* _RECORDS FOR THE EXERCISE_:
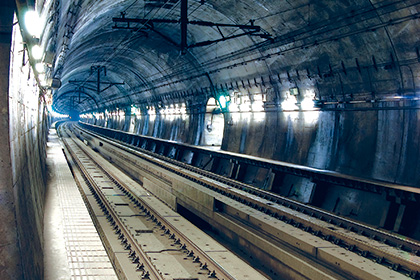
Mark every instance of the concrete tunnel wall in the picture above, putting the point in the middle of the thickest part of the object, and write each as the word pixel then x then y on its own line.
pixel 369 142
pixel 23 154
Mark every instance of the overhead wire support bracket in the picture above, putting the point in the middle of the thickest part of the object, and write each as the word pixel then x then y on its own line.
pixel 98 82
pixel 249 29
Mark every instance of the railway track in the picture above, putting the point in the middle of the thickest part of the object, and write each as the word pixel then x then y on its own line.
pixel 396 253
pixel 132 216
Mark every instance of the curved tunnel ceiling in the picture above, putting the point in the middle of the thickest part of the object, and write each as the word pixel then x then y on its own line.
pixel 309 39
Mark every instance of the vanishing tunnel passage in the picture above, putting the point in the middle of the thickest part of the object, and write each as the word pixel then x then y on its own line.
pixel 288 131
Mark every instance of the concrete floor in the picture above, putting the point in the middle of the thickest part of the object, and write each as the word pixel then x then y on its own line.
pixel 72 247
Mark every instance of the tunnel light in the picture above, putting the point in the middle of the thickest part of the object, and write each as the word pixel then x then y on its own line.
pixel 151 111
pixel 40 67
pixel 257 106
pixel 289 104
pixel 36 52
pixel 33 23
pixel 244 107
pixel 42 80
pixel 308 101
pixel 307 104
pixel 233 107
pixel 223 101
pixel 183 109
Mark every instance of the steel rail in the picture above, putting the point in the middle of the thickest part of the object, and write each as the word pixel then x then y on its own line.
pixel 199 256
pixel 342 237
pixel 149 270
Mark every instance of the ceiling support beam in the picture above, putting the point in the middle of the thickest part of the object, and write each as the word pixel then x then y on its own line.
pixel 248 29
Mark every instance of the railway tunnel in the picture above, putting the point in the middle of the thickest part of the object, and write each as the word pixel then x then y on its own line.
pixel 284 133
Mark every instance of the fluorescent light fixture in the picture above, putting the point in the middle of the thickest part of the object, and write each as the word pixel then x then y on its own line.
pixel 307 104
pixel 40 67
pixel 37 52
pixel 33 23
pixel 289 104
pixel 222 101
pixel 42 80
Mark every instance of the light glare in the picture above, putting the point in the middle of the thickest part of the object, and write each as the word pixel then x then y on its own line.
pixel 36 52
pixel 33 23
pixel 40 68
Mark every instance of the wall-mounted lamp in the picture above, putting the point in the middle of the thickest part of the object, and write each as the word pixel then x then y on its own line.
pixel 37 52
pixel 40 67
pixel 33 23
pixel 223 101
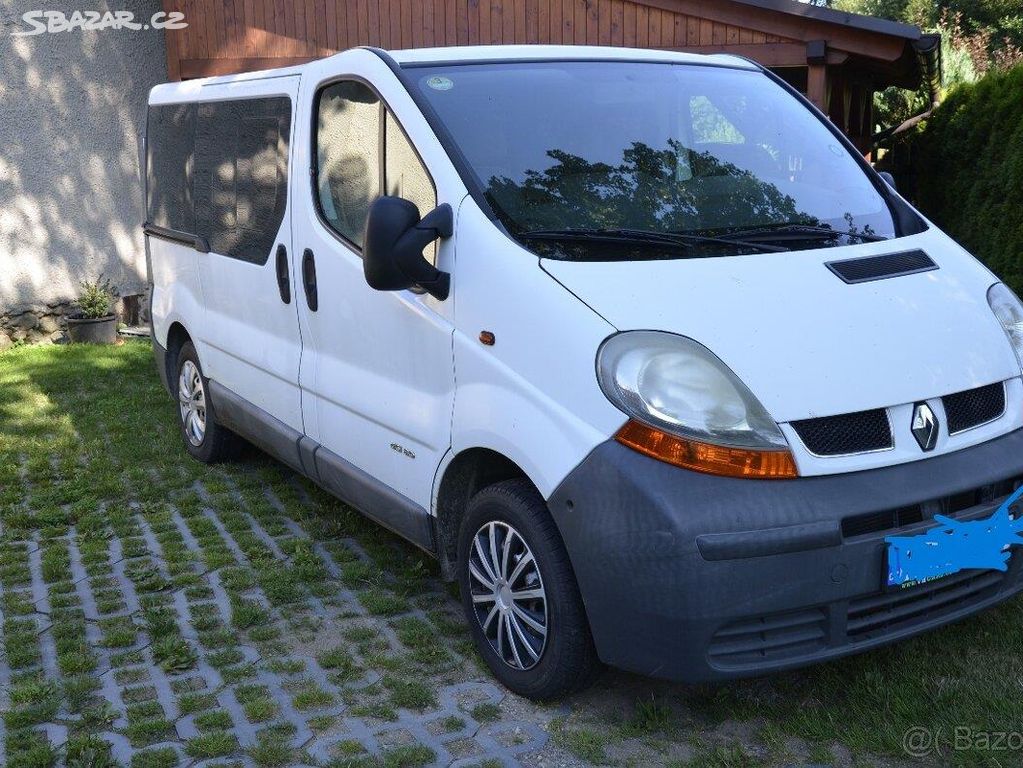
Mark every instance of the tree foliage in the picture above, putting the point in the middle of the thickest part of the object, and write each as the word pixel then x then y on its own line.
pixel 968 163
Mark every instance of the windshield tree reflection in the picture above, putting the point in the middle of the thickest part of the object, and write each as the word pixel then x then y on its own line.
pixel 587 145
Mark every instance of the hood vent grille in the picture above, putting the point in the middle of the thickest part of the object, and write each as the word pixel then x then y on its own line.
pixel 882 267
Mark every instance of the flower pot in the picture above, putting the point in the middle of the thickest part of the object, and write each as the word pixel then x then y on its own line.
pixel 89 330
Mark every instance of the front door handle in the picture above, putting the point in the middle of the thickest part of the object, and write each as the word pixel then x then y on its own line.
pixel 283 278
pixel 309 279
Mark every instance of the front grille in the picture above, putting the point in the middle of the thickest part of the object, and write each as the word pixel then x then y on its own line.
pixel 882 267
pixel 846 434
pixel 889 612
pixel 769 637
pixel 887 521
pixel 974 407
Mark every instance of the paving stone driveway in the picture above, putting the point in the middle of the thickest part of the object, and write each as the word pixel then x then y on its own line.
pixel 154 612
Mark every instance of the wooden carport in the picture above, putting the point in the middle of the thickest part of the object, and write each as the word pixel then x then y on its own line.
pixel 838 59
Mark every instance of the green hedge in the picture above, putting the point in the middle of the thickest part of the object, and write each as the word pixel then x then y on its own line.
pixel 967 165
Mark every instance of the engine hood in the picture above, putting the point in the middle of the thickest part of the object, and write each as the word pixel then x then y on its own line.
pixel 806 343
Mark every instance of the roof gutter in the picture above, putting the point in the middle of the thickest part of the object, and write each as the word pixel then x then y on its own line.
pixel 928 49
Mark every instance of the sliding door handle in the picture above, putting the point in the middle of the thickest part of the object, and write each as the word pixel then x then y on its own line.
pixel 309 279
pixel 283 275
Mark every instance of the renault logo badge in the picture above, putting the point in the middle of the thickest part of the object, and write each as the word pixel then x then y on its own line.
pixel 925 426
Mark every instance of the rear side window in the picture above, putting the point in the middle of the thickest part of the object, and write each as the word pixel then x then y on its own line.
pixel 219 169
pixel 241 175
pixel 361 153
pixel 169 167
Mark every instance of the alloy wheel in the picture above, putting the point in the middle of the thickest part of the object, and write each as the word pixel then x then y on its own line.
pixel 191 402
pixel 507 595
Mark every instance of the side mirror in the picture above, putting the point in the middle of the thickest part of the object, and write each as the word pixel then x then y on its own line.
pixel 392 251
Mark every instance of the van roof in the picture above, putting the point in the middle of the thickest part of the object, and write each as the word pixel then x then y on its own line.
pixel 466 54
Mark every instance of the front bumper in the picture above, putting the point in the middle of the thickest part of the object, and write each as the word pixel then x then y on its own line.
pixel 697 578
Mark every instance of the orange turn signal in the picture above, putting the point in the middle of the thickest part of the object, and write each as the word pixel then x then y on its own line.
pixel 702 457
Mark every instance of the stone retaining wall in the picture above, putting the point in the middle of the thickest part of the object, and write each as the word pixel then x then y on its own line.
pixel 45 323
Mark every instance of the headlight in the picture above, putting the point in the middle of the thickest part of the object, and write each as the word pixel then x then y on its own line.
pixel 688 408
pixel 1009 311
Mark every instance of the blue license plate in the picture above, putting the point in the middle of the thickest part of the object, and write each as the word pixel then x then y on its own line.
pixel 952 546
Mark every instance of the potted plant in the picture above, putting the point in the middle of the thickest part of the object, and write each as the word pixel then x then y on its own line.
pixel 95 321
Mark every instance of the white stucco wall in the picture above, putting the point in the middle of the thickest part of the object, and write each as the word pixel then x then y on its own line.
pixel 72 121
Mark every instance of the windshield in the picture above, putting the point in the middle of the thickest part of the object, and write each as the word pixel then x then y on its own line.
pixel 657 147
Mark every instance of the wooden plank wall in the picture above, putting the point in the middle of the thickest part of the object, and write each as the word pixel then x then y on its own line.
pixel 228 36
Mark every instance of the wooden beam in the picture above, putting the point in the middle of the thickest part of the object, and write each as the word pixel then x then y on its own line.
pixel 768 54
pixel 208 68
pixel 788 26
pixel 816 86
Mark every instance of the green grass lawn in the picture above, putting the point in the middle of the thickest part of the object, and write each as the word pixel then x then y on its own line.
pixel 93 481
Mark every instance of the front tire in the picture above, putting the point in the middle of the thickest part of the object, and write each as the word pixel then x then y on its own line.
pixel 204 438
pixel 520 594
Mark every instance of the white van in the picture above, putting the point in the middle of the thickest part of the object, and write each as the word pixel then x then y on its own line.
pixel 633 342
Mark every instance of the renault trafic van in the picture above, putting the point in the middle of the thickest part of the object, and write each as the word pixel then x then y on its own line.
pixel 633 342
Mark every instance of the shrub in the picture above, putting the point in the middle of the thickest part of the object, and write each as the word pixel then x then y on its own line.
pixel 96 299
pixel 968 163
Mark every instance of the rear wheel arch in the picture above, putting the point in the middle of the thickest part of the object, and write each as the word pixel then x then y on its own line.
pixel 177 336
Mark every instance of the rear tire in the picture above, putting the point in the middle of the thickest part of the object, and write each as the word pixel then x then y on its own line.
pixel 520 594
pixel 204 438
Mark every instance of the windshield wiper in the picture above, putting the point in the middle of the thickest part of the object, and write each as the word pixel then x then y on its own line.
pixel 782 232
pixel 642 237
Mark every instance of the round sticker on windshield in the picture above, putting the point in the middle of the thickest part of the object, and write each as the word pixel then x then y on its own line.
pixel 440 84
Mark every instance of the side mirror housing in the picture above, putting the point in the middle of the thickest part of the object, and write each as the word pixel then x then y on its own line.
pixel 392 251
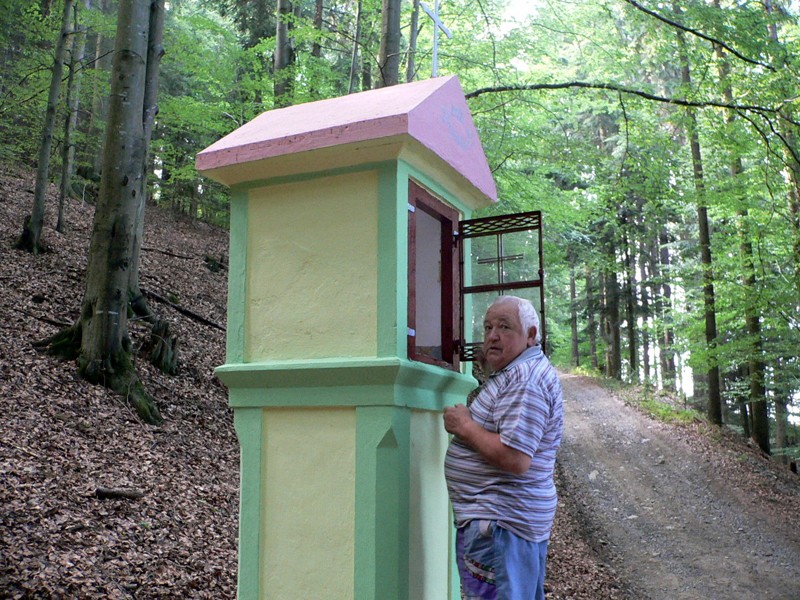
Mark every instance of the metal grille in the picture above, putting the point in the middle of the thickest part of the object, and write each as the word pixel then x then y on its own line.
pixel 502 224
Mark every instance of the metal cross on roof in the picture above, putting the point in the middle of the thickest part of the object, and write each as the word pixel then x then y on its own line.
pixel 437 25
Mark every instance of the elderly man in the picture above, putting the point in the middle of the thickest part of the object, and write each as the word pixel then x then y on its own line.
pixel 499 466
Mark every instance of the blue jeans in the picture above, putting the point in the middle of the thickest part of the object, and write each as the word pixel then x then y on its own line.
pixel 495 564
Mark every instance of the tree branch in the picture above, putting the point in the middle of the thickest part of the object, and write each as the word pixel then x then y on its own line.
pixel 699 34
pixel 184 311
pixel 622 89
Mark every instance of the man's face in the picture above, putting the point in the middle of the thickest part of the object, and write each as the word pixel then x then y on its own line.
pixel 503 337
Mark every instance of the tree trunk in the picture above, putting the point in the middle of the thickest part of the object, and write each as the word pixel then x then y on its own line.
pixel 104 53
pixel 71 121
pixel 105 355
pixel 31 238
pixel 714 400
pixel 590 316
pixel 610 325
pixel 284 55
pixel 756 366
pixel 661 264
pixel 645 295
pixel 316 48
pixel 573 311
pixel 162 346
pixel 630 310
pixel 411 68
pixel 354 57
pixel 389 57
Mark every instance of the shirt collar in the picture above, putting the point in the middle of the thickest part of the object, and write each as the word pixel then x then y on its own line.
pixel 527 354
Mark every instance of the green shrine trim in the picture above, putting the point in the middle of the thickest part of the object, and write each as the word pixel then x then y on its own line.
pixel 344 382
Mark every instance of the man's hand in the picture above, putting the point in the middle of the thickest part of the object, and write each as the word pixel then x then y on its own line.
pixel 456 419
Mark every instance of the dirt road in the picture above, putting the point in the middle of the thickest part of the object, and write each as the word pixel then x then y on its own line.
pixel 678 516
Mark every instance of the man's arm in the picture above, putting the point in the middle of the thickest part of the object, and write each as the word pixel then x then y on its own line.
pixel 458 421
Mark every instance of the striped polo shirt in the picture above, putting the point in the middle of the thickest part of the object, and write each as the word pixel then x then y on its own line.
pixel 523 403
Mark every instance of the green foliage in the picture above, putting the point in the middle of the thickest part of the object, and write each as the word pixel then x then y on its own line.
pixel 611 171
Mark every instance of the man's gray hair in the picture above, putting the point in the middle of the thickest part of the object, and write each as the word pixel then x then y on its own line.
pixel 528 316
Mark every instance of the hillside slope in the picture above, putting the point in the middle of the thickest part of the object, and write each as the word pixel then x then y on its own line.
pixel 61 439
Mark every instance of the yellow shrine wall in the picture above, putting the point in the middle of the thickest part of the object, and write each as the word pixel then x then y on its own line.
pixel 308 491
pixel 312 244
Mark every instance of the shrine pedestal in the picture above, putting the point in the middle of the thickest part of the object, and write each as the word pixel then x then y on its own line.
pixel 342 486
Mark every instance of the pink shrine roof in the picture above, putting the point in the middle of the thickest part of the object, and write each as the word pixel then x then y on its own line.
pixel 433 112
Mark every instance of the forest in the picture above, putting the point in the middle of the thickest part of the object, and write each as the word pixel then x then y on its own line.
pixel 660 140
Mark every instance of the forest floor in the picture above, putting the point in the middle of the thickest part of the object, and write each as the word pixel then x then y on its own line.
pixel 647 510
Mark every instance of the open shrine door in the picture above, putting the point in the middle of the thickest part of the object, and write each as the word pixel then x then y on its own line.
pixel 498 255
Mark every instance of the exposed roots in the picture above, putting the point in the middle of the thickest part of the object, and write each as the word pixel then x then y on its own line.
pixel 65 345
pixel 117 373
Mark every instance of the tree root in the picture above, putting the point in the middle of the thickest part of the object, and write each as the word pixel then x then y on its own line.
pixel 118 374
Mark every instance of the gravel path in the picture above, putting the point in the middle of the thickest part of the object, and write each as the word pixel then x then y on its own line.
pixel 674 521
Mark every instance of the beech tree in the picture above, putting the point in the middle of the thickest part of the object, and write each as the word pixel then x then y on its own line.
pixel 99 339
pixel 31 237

* _INSTRUCTIONS FOR THE TASK_:
Rewrite the lines starting at the one containing "Mark every instance of the yellow" and ending at the one containing "pixel 312 244" so that "yellow shrine wall" becomes "yellow chapel wall", with nothing else altered. Give only those lines.

* _ANSWER TO THIS EXERCISE_:
Mark every instance of the yellow chapel wall in the picture above, putting the point in the middle of the thickest part of the object, and write each as the word pixel then x then y on its own line.
pixel 308 491
pixel 312 244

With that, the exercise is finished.